Starting with the line that contains "For this evaluation, locate the red-shouldered", reproduce each line through the end of the entries exactly as written.

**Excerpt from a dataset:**
-- Start --
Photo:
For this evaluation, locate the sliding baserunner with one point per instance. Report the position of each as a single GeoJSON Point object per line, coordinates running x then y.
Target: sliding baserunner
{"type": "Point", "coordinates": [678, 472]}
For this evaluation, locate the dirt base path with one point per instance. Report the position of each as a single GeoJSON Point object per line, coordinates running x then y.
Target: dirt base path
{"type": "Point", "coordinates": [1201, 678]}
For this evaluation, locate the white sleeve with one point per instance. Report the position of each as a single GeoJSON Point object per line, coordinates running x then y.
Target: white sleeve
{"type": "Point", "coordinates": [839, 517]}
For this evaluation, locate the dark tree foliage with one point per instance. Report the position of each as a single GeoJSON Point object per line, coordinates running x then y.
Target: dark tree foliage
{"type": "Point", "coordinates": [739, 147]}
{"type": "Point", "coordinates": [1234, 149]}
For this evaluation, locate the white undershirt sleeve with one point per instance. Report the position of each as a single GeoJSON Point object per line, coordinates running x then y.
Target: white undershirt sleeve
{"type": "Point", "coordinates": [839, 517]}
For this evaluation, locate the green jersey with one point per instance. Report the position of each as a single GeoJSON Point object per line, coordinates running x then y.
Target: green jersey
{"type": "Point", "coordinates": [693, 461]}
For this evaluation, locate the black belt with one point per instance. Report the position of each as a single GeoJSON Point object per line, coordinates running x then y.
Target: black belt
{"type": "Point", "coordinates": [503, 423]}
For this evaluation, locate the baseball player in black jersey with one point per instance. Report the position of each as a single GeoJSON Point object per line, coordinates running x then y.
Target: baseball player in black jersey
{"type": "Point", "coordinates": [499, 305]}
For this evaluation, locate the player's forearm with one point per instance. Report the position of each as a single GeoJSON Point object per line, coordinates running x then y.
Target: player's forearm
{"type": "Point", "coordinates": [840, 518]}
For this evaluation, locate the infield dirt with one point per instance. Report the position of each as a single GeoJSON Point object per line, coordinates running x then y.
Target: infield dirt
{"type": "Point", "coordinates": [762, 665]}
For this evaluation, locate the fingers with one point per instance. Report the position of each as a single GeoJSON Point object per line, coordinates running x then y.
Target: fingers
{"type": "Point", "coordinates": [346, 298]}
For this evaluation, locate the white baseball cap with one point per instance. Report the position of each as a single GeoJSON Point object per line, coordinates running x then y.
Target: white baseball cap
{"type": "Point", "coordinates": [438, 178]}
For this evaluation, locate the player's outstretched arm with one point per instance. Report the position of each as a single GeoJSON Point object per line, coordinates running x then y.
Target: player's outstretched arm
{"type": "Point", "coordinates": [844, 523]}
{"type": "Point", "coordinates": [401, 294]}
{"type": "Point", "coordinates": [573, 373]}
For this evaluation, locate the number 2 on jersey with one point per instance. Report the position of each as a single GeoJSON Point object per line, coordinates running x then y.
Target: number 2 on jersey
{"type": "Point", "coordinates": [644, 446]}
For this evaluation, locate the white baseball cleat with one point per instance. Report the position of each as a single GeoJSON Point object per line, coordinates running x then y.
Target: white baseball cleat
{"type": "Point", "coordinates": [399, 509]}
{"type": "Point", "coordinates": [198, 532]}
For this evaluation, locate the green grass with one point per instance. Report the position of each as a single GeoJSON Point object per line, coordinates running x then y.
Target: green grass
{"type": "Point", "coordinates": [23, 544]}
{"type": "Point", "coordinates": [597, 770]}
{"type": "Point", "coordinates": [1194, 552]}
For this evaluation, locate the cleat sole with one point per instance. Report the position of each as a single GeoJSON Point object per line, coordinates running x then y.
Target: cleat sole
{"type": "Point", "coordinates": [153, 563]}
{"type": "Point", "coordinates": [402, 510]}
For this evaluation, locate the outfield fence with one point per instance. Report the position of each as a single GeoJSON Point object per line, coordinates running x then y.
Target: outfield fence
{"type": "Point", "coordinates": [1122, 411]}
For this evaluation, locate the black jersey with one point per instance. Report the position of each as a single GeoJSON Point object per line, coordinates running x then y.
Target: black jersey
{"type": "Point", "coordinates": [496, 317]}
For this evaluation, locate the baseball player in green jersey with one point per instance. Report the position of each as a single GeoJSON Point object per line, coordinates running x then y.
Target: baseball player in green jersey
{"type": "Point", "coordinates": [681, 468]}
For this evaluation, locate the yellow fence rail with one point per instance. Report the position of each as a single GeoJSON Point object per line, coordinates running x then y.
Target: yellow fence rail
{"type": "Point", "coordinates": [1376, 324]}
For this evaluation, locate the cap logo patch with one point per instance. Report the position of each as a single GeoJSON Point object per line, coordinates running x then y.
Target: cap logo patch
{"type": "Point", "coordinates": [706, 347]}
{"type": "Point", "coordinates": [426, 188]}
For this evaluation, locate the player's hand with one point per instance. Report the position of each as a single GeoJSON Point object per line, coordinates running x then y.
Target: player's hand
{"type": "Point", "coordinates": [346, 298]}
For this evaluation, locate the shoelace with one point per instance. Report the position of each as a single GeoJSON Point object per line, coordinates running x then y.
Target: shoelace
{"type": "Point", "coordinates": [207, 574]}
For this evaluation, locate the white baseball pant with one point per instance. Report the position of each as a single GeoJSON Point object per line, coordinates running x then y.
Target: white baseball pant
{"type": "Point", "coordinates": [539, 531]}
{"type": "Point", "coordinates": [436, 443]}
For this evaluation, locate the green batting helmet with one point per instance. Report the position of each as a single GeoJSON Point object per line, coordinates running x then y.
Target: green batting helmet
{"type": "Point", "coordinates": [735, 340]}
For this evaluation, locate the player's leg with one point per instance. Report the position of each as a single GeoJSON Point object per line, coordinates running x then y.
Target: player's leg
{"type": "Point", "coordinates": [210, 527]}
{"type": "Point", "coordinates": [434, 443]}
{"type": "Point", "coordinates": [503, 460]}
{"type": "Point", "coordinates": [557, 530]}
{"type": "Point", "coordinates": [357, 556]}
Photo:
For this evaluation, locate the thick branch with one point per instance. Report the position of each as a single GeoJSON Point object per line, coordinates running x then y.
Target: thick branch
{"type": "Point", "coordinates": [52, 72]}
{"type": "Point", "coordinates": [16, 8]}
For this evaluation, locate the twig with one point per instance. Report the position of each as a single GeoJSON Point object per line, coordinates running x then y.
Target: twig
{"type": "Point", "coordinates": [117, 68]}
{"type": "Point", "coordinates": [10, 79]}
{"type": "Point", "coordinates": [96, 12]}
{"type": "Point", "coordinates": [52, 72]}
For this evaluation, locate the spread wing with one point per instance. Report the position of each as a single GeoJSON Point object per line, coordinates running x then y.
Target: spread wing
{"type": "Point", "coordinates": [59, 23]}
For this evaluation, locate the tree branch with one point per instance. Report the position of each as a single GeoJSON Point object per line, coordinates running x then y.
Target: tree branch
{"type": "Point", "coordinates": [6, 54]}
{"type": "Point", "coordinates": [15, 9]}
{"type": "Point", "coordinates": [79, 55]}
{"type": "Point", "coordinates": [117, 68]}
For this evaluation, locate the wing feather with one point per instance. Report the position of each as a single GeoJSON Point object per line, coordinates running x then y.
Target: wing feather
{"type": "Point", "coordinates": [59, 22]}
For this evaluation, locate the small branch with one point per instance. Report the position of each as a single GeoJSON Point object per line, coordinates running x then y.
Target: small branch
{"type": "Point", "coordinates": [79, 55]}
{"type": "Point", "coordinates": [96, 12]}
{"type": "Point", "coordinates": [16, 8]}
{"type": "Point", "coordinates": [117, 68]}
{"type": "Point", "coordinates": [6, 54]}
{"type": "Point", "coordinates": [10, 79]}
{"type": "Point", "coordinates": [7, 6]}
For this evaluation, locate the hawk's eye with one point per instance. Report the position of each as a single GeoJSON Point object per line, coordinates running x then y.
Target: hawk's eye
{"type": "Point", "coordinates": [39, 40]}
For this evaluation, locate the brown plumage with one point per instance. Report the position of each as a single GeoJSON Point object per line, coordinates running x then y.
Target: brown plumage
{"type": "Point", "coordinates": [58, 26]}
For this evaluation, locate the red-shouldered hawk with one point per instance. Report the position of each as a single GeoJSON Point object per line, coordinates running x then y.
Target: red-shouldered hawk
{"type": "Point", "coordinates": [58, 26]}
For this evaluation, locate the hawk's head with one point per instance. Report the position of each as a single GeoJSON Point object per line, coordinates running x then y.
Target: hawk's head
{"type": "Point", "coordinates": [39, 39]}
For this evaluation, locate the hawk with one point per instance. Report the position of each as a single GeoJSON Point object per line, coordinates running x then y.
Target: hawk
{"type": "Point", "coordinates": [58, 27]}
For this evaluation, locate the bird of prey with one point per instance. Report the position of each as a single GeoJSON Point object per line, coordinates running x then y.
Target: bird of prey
-- End --
**The response:**
For this evaluation, locate the red-shouldered hawk with one point per instance. Report the position of each as a single GeoJSON Point object per line, coordinates running x then y.
Target: red-shouldered hawk
{"type": "Point", "coordinates": [58, 26]}
For this evaluation, locate the hawk's head with one point per instance. Report the position of each as a single GeoJSON Point object per line, coordinates running x then y.
Target: hawk's head
{"type": "Point", "coordinates": [39, 39]}
For this evaluation, locate the hawk with one point per instance. Report the position of each as a single GeoJSON Point object per line, coordinates running x then y.
Target: hawk
{"type": "Point", "coordinates": [58, 27]}
For this evaluation, locate the bird of prey with one point per instance. Report the position of each as a single GeoJSON Point object per line, coordinates running x then y.
Target: bird of prey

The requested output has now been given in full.